## Exercise goal
Count the lines in the entries below that contain the string "large". Reply with the number only.

-- begin Records for processing --

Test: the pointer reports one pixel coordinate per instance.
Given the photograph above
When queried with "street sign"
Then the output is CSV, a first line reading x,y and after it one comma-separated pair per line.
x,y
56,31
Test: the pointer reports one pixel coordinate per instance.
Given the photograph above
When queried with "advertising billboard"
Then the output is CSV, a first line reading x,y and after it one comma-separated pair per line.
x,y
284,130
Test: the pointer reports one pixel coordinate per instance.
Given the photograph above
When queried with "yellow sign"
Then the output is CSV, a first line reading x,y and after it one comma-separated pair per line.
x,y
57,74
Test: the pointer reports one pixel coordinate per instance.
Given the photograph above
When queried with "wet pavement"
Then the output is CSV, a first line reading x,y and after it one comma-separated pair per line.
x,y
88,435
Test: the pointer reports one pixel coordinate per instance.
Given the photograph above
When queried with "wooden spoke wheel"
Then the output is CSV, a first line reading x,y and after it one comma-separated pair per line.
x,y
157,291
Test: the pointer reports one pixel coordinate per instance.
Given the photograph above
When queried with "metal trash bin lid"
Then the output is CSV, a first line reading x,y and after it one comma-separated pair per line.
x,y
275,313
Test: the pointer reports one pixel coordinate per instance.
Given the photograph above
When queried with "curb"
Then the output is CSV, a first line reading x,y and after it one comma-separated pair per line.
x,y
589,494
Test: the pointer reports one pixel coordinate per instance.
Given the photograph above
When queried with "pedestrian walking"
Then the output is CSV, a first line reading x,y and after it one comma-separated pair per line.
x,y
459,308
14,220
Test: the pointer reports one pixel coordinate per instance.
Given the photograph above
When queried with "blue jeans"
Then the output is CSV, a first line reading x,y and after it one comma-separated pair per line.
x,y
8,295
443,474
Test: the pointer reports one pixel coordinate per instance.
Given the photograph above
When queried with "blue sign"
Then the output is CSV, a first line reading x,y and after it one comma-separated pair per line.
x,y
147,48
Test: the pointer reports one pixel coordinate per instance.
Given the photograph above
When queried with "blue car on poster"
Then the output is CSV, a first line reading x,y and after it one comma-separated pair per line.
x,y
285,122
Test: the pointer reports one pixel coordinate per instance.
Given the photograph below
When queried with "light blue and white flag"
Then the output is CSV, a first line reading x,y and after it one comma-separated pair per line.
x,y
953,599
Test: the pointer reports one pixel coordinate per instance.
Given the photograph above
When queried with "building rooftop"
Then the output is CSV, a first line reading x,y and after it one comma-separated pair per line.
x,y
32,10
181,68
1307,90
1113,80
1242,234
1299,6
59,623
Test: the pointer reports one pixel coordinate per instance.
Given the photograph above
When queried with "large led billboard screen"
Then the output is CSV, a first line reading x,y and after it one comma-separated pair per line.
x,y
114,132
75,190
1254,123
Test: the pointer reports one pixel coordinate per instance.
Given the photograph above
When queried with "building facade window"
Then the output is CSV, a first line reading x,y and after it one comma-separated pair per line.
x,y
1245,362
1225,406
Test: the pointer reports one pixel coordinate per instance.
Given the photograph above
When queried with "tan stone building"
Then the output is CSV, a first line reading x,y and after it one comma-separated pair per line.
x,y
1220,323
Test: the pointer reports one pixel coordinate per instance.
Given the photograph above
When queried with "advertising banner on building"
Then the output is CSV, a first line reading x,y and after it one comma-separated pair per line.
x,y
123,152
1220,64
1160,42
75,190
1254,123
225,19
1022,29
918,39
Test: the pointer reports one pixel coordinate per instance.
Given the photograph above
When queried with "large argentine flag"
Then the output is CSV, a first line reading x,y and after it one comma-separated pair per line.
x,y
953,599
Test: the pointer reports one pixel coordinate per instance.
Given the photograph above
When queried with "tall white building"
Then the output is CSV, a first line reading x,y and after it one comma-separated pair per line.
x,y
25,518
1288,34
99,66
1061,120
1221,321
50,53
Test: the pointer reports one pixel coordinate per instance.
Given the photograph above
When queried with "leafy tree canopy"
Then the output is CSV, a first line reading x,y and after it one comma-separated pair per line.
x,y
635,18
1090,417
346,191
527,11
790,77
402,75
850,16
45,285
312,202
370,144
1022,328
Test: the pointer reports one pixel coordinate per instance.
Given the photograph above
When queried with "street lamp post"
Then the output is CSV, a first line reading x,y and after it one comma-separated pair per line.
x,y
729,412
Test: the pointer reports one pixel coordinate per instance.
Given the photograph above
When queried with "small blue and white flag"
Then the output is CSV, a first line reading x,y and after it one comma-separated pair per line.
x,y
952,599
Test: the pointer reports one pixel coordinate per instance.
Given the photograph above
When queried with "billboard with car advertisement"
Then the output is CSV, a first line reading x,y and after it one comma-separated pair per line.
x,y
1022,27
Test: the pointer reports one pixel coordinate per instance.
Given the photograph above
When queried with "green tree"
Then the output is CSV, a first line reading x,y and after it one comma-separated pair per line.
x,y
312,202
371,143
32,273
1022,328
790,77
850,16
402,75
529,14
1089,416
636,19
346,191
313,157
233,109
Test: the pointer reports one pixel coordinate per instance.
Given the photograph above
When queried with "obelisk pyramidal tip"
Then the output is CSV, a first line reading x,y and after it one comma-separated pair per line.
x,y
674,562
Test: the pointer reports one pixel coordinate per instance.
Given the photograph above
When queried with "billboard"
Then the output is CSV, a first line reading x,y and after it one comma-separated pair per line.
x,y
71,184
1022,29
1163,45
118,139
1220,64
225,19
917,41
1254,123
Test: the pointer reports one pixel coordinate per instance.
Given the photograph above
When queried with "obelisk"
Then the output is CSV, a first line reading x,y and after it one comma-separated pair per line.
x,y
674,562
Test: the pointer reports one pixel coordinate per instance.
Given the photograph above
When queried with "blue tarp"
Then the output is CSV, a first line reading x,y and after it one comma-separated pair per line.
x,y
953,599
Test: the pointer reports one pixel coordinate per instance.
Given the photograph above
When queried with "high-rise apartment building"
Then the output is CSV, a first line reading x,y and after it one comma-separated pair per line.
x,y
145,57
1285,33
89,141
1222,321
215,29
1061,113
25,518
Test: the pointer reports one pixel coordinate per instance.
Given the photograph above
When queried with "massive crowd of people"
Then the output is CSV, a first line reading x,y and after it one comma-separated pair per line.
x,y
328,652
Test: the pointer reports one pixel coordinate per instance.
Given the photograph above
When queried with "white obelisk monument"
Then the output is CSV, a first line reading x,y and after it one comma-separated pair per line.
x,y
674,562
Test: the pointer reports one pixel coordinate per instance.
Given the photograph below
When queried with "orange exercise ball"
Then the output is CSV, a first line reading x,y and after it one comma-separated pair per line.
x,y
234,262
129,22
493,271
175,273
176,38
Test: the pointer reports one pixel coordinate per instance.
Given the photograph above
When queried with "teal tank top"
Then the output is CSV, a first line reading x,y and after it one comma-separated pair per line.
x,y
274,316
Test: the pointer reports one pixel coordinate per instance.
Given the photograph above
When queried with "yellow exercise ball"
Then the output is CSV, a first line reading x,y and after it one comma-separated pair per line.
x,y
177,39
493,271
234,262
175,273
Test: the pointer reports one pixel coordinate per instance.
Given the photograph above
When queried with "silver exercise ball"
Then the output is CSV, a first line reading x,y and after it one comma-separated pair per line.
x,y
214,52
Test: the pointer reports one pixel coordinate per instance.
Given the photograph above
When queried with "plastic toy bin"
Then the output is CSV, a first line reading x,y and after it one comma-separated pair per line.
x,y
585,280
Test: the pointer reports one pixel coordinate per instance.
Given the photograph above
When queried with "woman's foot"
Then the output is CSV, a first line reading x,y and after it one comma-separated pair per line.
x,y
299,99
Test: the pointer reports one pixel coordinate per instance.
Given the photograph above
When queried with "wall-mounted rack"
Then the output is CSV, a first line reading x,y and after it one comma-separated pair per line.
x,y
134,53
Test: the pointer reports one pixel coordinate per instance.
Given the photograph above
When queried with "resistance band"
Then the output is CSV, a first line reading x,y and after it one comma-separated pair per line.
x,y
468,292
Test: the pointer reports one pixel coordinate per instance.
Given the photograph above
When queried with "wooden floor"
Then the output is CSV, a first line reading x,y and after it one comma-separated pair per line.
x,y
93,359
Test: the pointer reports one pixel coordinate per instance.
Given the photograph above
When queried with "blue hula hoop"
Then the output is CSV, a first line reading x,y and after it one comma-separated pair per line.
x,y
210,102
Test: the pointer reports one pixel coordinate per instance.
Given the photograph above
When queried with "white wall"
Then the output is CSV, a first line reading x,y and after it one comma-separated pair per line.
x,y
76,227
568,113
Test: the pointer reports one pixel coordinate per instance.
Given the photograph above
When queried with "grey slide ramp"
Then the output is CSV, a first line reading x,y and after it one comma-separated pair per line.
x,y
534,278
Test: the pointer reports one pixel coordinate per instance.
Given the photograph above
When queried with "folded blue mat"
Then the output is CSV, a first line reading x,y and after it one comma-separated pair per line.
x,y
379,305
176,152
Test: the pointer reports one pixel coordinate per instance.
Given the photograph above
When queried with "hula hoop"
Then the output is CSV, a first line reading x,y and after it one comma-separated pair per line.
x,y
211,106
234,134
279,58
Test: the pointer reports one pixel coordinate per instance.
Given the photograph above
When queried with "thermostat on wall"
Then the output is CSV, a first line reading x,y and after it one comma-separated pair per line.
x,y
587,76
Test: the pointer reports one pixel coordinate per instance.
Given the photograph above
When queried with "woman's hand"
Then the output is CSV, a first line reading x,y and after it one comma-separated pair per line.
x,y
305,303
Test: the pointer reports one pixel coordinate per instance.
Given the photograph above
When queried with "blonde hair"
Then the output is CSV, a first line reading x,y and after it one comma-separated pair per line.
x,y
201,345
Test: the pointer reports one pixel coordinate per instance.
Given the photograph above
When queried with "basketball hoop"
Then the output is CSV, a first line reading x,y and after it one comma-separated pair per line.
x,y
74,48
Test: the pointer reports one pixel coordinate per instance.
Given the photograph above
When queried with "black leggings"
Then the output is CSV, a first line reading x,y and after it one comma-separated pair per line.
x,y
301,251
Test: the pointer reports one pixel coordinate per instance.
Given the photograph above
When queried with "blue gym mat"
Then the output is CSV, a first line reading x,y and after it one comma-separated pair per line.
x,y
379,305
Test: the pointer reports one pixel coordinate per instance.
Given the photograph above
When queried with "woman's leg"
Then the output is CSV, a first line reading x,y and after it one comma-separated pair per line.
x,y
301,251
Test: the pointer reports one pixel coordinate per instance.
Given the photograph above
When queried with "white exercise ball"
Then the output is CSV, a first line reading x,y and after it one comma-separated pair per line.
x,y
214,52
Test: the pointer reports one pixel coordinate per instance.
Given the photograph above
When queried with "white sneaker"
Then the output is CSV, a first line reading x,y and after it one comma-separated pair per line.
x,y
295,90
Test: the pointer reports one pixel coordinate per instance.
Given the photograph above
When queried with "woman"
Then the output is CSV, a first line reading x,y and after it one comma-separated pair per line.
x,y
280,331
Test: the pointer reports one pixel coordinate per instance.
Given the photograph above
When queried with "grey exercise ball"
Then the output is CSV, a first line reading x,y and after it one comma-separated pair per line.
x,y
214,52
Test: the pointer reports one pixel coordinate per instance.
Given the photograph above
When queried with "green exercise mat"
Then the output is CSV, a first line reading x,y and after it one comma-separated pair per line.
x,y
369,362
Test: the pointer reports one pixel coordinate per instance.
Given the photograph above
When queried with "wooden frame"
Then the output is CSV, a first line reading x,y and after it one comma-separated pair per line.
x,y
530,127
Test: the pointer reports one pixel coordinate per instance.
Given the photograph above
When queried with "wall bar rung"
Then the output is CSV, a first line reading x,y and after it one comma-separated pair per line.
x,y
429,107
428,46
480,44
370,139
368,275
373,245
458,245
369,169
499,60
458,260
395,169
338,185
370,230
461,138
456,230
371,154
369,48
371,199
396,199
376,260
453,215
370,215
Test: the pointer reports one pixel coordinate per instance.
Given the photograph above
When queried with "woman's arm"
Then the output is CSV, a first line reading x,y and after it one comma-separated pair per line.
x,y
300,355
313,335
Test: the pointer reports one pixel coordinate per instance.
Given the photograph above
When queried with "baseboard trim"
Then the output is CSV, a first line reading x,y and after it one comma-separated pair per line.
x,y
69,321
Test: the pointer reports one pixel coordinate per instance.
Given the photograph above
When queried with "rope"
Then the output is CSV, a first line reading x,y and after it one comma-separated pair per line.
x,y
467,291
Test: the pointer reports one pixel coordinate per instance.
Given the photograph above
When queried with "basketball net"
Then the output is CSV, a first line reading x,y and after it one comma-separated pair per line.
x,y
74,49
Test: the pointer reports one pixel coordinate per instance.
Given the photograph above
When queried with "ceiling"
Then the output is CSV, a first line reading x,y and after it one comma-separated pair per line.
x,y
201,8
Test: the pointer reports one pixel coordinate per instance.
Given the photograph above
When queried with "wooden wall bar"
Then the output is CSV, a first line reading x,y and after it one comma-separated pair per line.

-- end Records for processing --

## Complete answer
2